*Consegna*.
Riporta senza modifiche il tratto che va dalla riga contenente "Report x and y for each instance of the person's head" fino alla riga contenente "x=220, y=261", entrambe incluse.

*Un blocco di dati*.

>>>

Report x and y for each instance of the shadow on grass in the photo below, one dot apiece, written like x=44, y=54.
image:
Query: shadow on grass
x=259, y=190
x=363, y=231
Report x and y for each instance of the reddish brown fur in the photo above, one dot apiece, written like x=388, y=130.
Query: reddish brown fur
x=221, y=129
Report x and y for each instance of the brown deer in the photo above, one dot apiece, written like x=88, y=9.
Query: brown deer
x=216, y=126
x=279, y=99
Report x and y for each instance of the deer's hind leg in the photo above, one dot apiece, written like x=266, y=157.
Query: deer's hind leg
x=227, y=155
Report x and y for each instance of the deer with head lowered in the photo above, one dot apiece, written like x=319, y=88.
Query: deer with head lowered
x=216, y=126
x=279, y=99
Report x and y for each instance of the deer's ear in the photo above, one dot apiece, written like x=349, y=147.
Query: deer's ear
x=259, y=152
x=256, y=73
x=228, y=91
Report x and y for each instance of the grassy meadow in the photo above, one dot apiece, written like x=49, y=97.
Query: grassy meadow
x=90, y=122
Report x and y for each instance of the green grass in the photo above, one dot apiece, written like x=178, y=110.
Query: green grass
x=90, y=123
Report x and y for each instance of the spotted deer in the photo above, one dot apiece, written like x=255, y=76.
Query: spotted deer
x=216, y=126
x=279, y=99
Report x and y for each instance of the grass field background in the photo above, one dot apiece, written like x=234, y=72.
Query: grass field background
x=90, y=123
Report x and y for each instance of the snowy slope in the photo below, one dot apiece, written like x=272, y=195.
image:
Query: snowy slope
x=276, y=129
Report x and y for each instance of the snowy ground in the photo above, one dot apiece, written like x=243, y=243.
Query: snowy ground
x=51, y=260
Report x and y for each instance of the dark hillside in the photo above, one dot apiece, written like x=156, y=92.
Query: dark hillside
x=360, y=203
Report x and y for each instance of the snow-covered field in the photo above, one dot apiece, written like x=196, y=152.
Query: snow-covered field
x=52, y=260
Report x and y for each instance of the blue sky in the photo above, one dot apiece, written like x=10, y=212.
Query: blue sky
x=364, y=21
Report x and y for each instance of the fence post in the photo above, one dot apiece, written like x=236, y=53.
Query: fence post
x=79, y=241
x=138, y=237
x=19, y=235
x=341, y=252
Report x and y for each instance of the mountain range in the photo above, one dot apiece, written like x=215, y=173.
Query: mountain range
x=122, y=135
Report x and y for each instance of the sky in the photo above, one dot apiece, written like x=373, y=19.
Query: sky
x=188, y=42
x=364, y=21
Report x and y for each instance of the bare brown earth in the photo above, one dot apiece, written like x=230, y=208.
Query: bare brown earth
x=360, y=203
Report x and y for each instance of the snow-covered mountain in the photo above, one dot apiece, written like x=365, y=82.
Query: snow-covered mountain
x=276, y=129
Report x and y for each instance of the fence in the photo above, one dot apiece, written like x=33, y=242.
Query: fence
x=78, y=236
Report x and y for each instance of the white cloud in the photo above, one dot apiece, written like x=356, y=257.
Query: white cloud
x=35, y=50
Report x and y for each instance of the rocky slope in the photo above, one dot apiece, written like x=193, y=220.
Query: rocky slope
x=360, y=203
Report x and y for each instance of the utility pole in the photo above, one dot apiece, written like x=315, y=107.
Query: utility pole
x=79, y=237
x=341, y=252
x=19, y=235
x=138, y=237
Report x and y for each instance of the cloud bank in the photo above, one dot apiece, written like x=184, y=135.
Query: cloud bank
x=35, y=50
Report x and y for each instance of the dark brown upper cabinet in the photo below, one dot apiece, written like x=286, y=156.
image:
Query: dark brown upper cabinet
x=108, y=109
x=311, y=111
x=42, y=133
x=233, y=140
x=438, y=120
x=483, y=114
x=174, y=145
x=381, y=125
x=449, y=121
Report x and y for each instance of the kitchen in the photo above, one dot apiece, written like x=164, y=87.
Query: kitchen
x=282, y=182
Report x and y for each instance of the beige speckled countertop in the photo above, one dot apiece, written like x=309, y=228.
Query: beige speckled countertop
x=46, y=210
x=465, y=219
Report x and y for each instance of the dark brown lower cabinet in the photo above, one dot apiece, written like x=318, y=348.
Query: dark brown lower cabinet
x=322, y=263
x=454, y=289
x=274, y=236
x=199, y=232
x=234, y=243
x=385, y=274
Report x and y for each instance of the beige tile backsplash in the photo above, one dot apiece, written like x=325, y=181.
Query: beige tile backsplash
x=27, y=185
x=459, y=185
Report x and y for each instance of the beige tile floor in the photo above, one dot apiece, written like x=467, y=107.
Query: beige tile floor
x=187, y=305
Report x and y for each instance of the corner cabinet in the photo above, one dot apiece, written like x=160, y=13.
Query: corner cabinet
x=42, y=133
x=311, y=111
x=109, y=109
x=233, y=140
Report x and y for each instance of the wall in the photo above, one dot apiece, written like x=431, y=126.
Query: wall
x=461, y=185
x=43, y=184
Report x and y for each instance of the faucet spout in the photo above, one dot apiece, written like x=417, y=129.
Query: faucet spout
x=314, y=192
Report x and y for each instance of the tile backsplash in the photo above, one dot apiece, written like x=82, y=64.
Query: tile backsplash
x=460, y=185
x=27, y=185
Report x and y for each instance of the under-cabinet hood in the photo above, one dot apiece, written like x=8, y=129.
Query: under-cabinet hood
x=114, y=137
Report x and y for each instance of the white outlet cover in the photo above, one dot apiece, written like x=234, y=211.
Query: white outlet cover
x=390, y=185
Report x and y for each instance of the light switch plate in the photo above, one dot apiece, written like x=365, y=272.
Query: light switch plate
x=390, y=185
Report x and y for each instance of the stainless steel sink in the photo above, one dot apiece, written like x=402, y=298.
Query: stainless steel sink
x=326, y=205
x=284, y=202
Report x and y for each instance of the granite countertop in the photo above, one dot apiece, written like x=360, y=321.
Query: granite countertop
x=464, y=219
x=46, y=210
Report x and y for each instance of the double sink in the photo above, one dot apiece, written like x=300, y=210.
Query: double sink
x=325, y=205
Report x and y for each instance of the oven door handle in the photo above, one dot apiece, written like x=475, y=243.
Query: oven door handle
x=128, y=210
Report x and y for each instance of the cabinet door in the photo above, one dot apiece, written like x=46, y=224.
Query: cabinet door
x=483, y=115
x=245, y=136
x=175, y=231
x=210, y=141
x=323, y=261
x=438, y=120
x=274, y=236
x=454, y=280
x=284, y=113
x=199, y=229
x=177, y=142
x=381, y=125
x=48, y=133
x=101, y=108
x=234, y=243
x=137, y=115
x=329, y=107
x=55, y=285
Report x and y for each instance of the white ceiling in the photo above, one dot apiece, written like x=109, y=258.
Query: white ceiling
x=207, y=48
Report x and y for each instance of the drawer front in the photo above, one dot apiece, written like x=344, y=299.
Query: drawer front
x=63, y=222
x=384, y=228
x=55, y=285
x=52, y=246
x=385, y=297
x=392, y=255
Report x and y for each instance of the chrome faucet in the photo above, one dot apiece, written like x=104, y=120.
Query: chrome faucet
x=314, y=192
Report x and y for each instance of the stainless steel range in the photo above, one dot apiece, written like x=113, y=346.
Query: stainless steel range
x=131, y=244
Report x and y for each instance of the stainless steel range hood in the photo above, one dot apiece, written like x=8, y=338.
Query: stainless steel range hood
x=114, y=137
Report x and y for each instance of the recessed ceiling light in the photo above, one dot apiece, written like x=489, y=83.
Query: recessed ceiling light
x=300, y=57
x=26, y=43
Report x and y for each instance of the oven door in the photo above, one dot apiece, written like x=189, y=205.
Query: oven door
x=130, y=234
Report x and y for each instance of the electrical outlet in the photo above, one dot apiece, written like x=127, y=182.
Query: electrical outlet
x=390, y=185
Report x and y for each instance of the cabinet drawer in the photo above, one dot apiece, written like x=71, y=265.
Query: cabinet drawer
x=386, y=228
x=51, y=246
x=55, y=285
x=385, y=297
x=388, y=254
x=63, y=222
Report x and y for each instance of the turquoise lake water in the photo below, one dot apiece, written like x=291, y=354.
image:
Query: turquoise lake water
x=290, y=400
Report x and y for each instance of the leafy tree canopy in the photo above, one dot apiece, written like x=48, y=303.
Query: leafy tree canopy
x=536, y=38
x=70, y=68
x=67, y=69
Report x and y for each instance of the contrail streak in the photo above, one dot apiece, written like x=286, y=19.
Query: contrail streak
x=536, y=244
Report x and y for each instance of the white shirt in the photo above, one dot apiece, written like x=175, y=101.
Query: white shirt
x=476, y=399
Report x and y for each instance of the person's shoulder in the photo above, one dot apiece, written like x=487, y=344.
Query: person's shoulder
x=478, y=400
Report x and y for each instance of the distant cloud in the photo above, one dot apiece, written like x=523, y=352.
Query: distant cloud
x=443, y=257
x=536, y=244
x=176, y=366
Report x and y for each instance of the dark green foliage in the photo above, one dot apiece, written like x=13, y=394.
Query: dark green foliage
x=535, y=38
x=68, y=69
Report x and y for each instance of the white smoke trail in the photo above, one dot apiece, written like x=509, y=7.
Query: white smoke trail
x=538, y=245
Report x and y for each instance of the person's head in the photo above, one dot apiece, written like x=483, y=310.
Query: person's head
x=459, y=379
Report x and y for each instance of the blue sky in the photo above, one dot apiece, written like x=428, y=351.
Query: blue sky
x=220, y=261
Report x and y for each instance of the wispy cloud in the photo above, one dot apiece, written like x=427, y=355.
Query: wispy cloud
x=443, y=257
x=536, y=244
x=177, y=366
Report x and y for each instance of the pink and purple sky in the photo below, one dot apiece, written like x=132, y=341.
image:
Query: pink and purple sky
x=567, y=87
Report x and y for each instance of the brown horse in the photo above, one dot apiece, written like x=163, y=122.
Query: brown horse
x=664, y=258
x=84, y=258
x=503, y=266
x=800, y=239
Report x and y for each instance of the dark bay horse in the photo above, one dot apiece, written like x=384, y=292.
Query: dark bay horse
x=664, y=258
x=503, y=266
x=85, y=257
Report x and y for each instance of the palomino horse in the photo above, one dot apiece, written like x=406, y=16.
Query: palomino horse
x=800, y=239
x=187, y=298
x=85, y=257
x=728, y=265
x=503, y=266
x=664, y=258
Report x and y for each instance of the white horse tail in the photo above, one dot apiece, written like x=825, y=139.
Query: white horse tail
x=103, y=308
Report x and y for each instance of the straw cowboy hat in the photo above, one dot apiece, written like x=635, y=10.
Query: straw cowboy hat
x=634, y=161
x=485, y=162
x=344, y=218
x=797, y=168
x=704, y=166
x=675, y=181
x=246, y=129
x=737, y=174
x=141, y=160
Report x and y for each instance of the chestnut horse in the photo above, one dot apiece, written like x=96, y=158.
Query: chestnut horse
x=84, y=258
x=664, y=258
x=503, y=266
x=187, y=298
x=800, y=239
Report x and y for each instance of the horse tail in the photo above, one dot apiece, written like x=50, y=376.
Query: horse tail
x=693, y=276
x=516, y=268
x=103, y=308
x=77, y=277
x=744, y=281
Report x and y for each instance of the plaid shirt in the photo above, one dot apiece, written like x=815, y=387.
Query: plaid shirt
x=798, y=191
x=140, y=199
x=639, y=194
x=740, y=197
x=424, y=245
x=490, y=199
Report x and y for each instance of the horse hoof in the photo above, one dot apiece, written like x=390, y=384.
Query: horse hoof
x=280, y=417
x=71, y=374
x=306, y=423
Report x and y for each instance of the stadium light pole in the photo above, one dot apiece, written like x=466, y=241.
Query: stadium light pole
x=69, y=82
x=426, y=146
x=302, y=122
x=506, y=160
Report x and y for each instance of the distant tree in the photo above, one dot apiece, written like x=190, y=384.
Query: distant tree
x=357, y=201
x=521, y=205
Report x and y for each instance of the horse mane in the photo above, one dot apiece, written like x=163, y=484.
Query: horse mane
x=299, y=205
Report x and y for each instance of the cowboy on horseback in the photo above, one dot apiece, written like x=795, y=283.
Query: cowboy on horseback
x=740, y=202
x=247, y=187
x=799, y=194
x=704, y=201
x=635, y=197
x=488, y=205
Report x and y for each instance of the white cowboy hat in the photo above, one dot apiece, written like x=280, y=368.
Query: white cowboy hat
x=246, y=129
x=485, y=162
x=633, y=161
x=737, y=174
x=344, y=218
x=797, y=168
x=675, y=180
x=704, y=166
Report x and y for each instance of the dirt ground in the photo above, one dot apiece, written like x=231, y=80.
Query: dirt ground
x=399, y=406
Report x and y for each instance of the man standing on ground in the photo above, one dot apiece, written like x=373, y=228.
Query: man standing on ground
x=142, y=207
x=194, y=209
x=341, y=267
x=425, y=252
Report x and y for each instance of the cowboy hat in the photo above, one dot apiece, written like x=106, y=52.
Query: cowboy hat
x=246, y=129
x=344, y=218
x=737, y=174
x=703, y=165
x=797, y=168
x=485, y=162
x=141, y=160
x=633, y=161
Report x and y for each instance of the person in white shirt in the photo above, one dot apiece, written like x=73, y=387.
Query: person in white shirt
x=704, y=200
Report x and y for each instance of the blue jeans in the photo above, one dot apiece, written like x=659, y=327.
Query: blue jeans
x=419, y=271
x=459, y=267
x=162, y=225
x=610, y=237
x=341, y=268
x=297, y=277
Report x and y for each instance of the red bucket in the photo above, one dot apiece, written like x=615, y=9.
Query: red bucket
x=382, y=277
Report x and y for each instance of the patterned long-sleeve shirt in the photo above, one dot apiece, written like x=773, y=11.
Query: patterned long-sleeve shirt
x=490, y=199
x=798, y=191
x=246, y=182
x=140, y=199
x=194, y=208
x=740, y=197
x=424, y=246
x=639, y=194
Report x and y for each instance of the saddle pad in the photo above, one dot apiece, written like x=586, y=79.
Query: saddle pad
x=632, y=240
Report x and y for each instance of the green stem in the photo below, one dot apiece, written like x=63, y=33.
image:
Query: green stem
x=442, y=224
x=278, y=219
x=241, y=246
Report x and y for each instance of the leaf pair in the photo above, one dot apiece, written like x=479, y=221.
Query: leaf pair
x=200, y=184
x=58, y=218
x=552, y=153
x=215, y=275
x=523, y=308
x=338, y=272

<<<

*Risultato*.
Report x and y for each instance of the person's head in the photo above, one dot apiece, written like x=483, y=310.
Query: person's head
x=459, y=379
Report x and y for each instance of the blue sky in the photo above, one dot apiece, written like x=428, y=351.
Query: blue sky
x=220, y=261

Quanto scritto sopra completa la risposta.